§ EXTRAIT CHOISI:
● ● ● ● ● ● ●

Le troisième chapitre aborde ainsi la carrière de Bela Lugosi, dont le nom va être étroitement lié au personnage, alors qu’il ne l’a au total joué que deux fois à l’écran. La carrière de l’acteur, d’abord émaillée de succès au théâtre, est d’ailleurs liée à la montée en puissance des films mettant en scène des monstres dans la firme Universal. Le monstre sacré suivant est Christopher Lee, qui entame en 1958 son idylle cinématographique avec le personnage, notamment chez la Hammer. La carrière du monument britannique est là encore passée en revue en parallèle de cette fusion artistique presque unique. Lee a tout de même une carrière immense par ailleurs.
Nouveau saut dans le temps puisque le règne de Lee sur le personnage s’arrête dans les années 1970 et qu’on arrive au Bram Stoker’s Dracula de Coppola en 1992, choc visuel et nouveau canon du genre sur grand écran. Au-delà de la prestation envoûtante de Gary Oldman, l’auteur passe en revue la direction artistique résolument moderne et la dimension romantique assumée par le scénariste-réalisateur visionnaire.
Les différentes itérations sur grand écran passées en revue, enfin les principales, Robin Nègre a choisi de s’intéresser aux autres. La deuxième grande partie de l’ouvrage s’ouvre donc sur les adaptations télévisuelles. Et met en avant le Count Dracula de Philip Saville, téléfilm britannique diffusé en 1977 sur BBC Two et mettant en scène Louis Jourdan dans le rôle-titre. Une adaptation aussi fidèle que possible, portée par un acteur sobre et malicieux. Dans les années 2013-2014, une nouvelle série, toujours produite par la BBC, propose un Dracula (dans une série sobrement intitulée… Dracula) en phase avec les productions du genre en vogue à l’époque (le film de Coppola, la saga Twilight ou encore Entretien avec un vampire) : on n’a plus le monstre assoiffé de sang imaginé par Stoker, mais un personnage torturé, qui se pose des questions sur ses actes passés et mène une double vie ; entrepreneur le jour, vampire la nuit. C’est une vision romantique du personnage, certains diront aseptisée. Un petit détour du côté de Penny Dreadful, où le Comte est utilisé dans un cadre très différent de celui imaginé par Stoker, et bénéficie d’une écriture de qualité. Les libertés prises avec le récit d’origine sont ainsi souvent salvatrices pour redonner de la vigueur au mythe.

● ● ● ● ● ● ●

§ DONNÉES FOURNIES:
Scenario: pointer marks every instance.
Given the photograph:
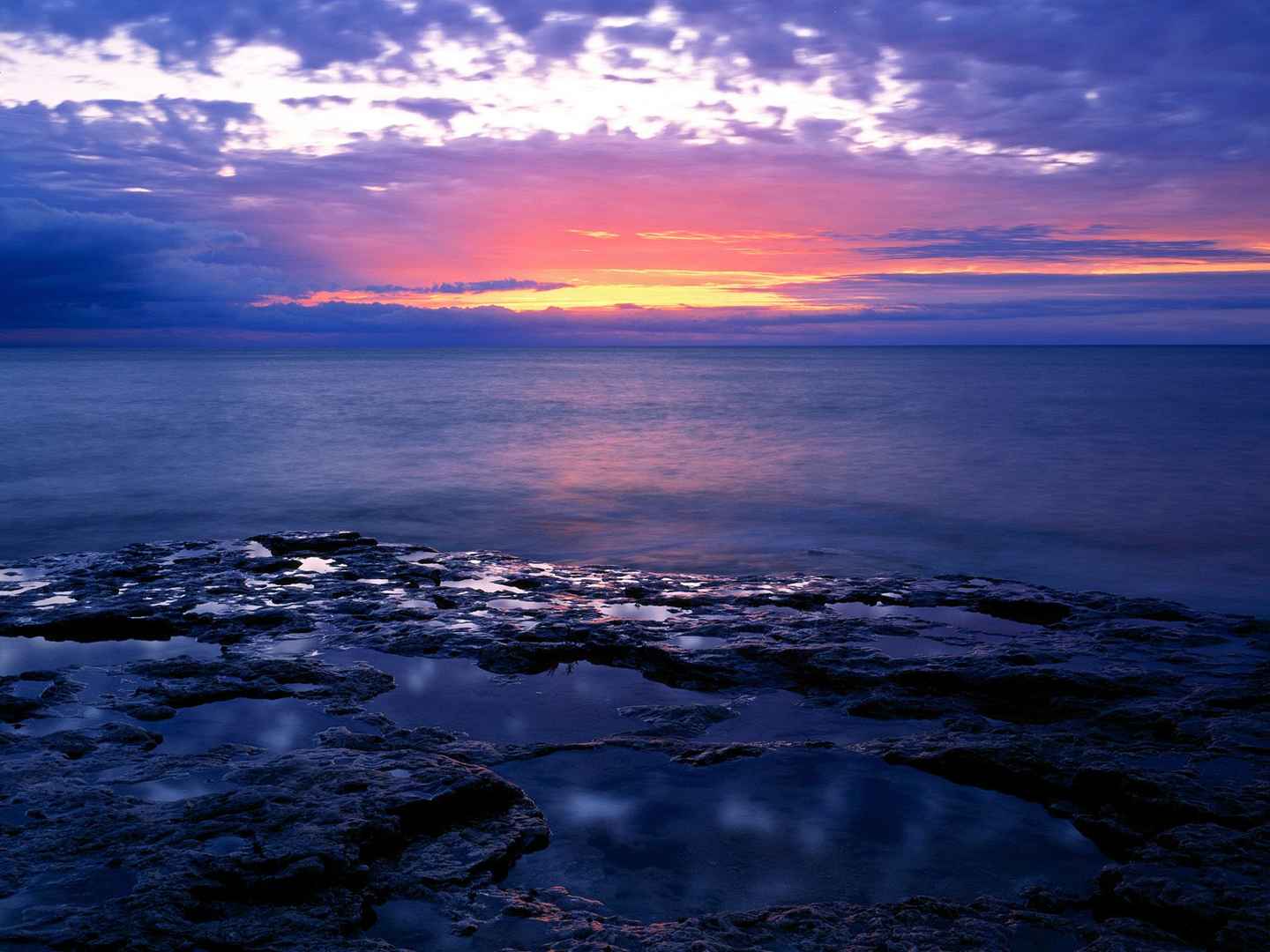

● ● ● ● ● ● ●

§ CONSIGNES:
1: D'après l'extrait sur les adaptations de Dracula, en quelle année Christopher Lee commence-t-il à incarner le personnage au cinéma ?
2: Poursuivez l'extrait sur les adaptations de Dracula à partir de sa dernière phrase.

§ RÉPONSES:
1: En 1958.

2:
Curieusement Robin Nègre revient ensuite au cinéma, listant les longs métrages qui placent Dracula dans un cadre contemporain (Dracula 3D, Dracula 2001…) et la tentative – ratée – d’Universal de (re-)lancer un Monsters Cinematic Universe à partir du film La Momie avec Tom Cruise, en 2017. Il s’attarde nettement sur la quadrilogie des films d’animation initiée par Genndy Tartakovsky, Hotel Transylvania, une vraie réussite dans sa manière de traiter le thème draculien dans un cadre humoristique, sans tomber dans le burlesque.
Passage obligé, le chapitre jeux video s’attarde sur la franchise Castlevania, dans laquelle on incarne un chasseur de vampires qui pénètre dans le château du Comte pour le tuer, en devant au préalable se débarrasser de sa garde rapprochée, constituée de différentes créatures macabres (zombies, loups-garous, etc.). Une franchise, éditée par le studio japonais Konami, dont le succès a perduré pendant près de trente ans et une vingtaine d’épisodes. D’autres jeux où le Comte fait une simple apparition, comme Bloodborne, sont également cités. A noter le projet de création d’un parc à thème dont une partie serait consacrée aux fameux monstres Universal, dont Dracula, pour cette année 2025.
La partie suivante concerne des adaptations de l’œuvre de Stoker au sein du 9ème Art. Avec Tomb of Dracula en 1972, l’éditeur Marvel lance une mode qui n’avait pas vraiment eu de précurseur dans ce media, et qui va perdurer longtemps. A noter que Disney a fait également une adaptation à découvrir dans son univers graphique autour de Mickey. En franco-belge, sont cités la belle adaptation éponyme du Dracula original par Georges Bess et la série Requiem Chevalier vampire, mais pas un mot de la version réalisée par l’Italien Guido Crepax, celle d’Alberto Breccia ou celle d’Hippolyte, pour n’en citer qu’une partie. Les autres titres où le Comte apparaît sont survolés, même si on remarque l’attention particulière au manga #DRCL : Midnight Children, de Shin’ichi Sakamoto (Editions Ki-oon), où l’auteur fait totalement voler les conventions victoriennes pour faire de ses personnages des adolescents d’aujourd’hui, aux pensées et sexualités difficiles à définir. Mais il est gênant que la présence du personnage dans le manga se réduise à deux titres, celui-ci et Vlad Draculea (qui aborde le côté historique et traite de Vlad III), alors que l’un des plus grands noms du medium, Osamu Tezuka, y a dédié une série, Don Dracula.
Le dernier chapitre se concentre sur les autres adaptations : radiophonique, pièces de théâtre, comédie musicale et ballet. Et en bonus, l’évocation de la lecture audio du roman de Stoker par… Christopher Lee, qui prête sa voix profonde à l’ampleur et l’atmosphère angoissante du roman.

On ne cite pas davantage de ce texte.